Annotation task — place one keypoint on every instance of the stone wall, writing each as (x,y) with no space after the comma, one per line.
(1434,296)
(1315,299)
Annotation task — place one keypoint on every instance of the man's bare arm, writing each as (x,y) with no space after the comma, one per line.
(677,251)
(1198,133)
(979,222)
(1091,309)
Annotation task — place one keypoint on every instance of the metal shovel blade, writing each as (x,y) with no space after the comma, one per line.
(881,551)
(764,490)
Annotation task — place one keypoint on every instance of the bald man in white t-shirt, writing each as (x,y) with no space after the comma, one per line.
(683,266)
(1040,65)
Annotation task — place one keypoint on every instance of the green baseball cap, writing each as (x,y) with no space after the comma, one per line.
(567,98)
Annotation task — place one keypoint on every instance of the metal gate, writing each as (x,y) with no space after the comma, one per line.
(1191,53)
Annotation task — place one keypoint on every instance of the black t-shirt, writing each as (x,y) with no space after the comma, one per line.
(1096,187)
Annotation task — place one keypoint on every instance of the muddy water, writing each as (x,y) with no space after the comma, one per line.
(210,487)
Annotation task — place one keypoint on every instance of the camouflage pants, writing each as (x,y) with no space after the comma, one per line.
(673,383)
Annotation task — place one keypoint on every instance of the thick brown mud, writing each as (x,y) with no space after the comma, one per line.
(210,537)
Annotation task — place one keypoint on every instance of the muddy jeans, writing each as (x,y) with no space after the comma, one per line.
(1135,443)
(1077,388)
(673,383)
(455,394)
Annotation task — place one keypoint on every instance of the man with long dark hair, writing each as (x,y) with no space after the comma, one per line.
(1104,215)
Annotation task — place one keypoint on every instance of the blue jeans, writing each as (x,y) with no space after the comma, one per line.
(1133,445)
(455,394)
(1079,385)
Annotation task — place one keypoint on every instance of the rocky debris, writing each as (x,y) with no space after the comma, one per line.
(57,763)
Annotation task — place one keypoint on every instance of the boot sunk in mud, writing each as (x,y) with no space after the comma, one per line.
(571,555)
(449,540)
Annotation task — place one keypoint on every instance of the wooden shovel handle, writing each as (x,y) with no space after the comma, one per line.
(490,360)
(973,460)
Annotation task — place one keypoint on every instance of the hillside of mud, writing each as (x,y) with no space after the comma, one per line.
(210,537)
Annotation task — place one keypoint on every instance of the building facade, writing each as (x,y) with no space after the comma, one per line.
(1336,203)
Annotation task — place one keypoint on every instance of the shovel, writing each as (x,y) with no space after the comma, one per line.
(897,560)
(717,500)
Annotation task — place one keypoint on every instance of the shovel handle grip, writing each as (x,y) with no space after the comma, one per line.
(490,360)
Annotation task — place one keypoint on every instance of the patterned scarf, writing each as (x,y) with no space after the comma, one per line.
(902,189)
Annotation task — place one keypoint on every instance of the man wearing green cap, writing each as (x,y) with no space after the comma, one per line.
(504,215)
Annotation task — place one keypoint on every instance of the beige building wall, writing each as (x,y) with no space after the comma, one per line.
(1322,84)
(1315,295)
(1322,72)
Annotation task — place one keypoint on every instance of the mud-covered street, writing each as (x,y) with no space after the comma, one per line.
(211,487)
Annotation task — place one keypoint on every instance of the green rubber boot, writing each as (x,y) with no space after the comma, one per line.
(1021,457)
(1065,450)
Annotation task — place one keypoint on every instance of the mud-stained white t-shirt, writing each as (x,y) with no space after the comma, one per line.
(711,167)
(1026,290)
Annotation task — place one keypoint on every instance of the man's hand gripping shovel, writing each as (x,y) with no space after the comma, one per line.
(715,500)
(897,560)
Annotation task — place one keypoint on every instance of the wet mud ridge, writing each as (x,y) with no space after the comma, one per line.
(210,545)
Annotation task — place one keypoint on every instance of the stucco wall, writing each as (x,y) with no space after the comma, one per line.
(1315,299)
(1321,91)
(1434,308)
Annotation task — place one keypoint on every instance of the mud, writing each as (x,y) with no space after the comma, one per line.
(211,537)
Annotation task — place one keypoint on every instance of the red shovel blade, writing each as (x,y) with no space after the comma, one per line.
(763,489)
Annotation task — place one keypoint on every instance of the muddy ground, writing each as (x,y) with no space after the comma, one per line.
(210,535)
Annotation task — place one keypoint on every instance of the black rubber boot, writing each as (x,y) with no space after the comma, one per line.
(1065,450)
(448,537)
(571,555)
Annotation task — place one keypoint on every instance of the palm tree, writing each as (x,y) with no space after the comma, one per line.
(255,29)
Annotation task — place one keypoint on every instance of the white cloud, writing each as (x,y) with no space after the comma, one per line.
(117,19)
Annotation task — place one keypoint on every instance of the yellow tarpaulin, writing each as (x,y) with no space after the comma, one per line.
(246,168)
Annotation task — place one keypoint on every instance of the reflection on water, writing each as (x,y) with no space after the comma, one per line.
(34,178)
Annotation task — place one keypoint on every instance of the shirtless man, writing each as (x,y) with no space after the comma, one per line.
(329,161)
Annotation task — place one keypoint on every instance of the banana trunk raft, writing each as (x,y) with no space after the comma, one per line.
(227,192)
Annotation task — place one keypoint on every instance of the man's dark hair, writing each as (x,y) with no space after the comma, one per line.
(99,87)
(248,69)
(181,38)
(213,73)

━━━━━━━━━━━━━━━━━━━━

Task description: Reproduce exactly the lines from the one with "the black rubber" through the last line of the entries, keeping both of those lines and nothing else.

Exercise response:
Annotation task — place one keypoint on every instance of the black rubber boot, writing each as (x,y) with no space after the comma, one per line.
(1065,450)
(448,537)
(571,555)
Annotation task — place one keypoint on every instance of the palm tree, writing each as (x,y) with no space after the comma, one per line.
(255,29)
Annotation task — place one keypoint on every instance of the white cloud, writing each as (x,y) with no space after the comma, one per line.
(117,19)
Annotation task — place one keypoint on every instance of the yellow tarpaulin, writing each as (x,y) with no space after the comma, one per line.
(246,168)
Annotation task — place one keypoint on every instance of the reflection on water, writing each as (x,y) with no space after the comma, one per line.
(34,178)
Annotation task — place one keypoint on every instance of the shirtless man, writing each as (x,y) with no space after the comma, one per line.
(329,161)
Annotation task — place one keypoint on every instance of the banana trunk raft, writing each as (x,y) with no space after the comma, one per line.
(227,192)
Annotation task — place one keypoint on every instance of the man's dark hair, writing each as (x,y) with no space after the comma, one per line.
(99,87)
(248,69)
(181,38)
(213,73)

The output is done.